RUSSIAN CHURCH SEEKS CLEMENCY FOR PUNK ROCK BAND MEMBERS
from Wall Street Journal

(30 Sep) The Russian Orthodox Church on Sunday asked for clemency for three jailed members of the female punk rock band P* Riot if they repent for their "punk prayer" for deliverance from President Vladimir Putin at Moscow's main cathedral, a statement that came a day before an appeal hearing and appeared to reflect a desire to put an end to the case that has caused an international outrage.

But it was unclear whether the women, who were sentenced to two years last month, would offer the repentance sought by the church and how much leniency a court may show. Mr. Putin has always been reluctant to avoid leaving an impression that he could bow to public pressure and has taken an increasingly tough line on dissent since his inauguration in May.

Monday's appeal hearing has caught their family members between hope and despair as they attempt to gauge from the words and actions of government and church officials whether the political tide will turn in their favor. In Sunday's statement, the church reaffirmed its condemnation of the women's raucous stunt, saying such actions "can't be left unpunished." But it added that if the women show "penitence and reconsideration of their action," their words "shouldn't be left unnoticed." [read more...]


TURKMENISTAN: RAIDS, BLOODIED HANDS, FINES, EXIT DENIAL
by Felix Corley, Forum 18 News Service

(27 Sep) Police and other unidentified officials who raided the home of a Baptist family in the northern city of Dashoguz dragged the father of the family, 77-year-old Begjan Shirmedov, from the house by his collar and beat the hands of his 68-year-old wife until they bled, Protestants told Forum 18 News Service. About 15 church members were questioned and religious literature seized.

The raid came two weeks after a raid on another Protestant meeting in the city, with fines on three participants. One of those fined - Oleg Piyashev - was revisiting his homeland from Russia. A Russian and Turkmen citizen, he was banned from leaving Turkmenistan at Ashgabad airport on 23 September. The Russian Embassy told Forum 18 it is awaiting an explanation from the Turkmen Foreign Ministry. [read more...]


TWO ORTHODOX CHURCHES DESECRATED IN MOSCOW
from Interfax-Religion

(05 Oct) Two Orthodox churches were desecrated in the Moscow Central Administrative District in the early hours of October 4, the Russian Orthodox Church has reported on its website. According to the report, unknown individuals cut down a cross over the altar of the Church of St. Nicholas in Pokrovskoye, Bakuninskaya Ulitsa. The cross was installed on the roof of the church in 1991.

In addition, blasphemous words were written on the altar of the Church of the Holy Veil of Our Lady in Rubtsovo, also located in Bakuninskaya Ulitsa. The church was built in the early 17th century in memory of the Poles' expulsion from Russia. On July 3, 2009, the patriarch's center for old Russian Church service traditions was founded in the church under as decree issued by Patriarch Kirill of Moscow and All Russia. [read more...]


TURKMENISTAN: MASS FINES FOR UNREGISTERED RELIGIOUS WORSHIP
by Felix Corley, Forum 18 News Service

(02 Oct) A week after their Sunday worship was raided, eleven Baptists in the northern city of Dashoguz were fined two months' average wages, Protestants told Forum 18 News Service. One of those fined was a schoolboy aged 17. Two of the judges refused to discuss with Forum 18 why they had punished individuals for meeting for worship.

[Object pointing dataset rows]
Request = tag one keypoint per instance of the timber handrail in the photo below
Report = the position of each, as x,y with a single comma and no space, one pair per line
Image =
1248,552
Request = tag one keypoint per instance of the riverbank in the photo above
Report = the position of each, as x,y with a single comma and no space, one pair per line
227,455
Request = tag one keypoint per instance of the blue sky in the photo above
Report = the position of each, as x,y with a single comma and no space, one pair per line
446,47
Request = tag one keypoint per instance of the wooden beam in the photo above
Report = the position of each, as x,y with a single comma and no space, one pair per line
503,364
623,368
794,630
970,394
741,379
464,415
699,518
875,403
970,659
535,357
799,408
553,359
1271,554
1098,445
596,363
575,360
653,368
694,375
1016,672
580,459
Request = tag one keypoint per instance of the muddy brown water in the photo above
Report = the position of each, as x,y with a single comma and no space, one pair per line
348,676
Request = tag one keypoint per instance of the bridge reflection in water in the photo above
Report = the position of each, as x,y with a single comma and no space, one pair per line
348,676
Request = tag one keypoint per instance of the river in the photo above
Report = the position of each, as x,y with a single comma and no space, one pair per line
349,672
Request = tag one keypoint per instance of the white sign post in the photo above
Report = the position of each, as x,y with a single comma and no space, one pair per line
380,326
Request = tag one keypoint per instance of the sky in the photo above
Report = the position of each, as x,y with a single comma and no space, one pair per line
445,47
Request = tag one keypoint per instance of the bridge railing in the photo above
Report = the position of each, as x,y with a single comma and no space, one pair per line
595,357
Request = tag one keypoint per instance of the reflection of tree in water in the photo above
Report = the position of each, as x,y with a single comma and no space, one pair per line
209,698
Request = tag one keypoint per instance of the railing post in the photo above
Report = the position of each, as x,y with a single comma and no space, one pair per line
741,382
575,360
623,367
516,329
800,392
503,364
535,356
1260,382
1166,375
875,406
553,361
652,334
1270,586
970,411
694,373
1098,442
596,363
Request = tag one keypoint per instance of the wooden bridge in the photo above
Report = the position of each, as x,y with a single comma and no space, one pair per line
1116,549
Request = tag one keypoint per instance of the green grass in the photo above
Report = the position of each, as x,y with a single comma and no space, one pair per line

• YOUR TASK
Can you quote the church news roundup word for word, the stretch from "(02 Oct) A week" through "meeting for worship."?

• FULL ANSWER
(02 Oct) A week after their Sunday worship was raided, eleven Baptists in the northern city of Dashoguz were fined two months' average wages, Protestants told Forum 18 News Service. One of those fined was a schoolboy aged 17. Two of the judges refused to discuss with Forum 18 why they had punished individuals for meeting for worship.